Benoît Maire au Frac Aquitaine

par Raphael Brunel

Perdre ses Théories

Parler du travail de Benoît Maire ne s’annonce pas une tâche évidente, tant il est marqué par une opacité amoureusement cultivée et résiste à toute tentative d’énonciation directe et objective. S’il est cité par la revue American Painters parmi les vingt artistes contemporains à suivre, son œuvre semble loin de faire consensus auprès d’une critique tour à tour dithyrambique et agacée, entretenant ainsi un état de différend permanent. Elle s’annonce, cette fois plutôt frontalement, foncièrement problématique, et cela de plusieurs manières. La première est inhérente à son approche conceptuelle : ses œuvres s’articulent en effet autour de théories largement empruntées à la philosophie. Si l’art contemporain cherche souvent à se définir par rapport à une extériorité (le cinéma, la littérature, le son…), celle qui alimente la pratique de Benoît Maire serait donc la pensée philosophique. La déconstruction derridienne, le concept de répétition chez Deleuze et Kierkegaard, la philosophie analytique de Wittgenstein ou encore les conférences de Lacan sont des références palpables qu’il manipule entre construction énigmatique et jeu de langage. Sa pratique relève en premier lieu de ses lectures, cartographie d’une pensée en évolution.
---
Objectif de l'exercice
Restituez intégralement le texte sur Benoît Maire, du titre jusqu'à la dernière phrase, sans y changer un seul mot.

Données fournies
---
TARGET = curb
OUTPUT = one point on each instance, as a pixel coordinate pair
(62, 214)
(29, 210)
---
Réponse complète
Benoît Maire au Frac Aquitaine

par Raphael Brunel

Perdre ses Théories

Parler du travail de Benoît Maire ne s’annonce pas une tâche évidente, tant il est marqué par une opacité amoureusement cultivée et résiste à toute tentative d’énonciation directe et objective. S’il est cité par la revue American Painters parmi les vingt artistes contemporains à suivre, son œuvre semble loin de faire consensus auprès d’une critique tour à tour dithyrambique et agacée, entretenant ainsi un état de différend permanent. Elle s’annonce, cette fois plutôt frontalement, foncièrement problématique, et cela de plusieurs manières. La première est inhérente à son approche conceptuelle : ses œuvres s’articulent en effet autour de théories largement empruntées à la philosophie. Si l’art contemporain cherche souvent à se définir par rapport à une extériorité (le cinéma, la littérature, le son…), celle qui alimente la pratique de Benoît Maire serait donc la pensée philosophique. La déconstruction derridienne, le concept de répétition chez Deleuze et Kierkegaard, la philosophie analytique de Wittgenstein ou encore les conférences de Lacan sont des références palpables qu’il manipule entre construction énigmatique et jeu de langage. Sa pratique relève en premier lieu de ses lectures, cartographie d’une pensée en évolution.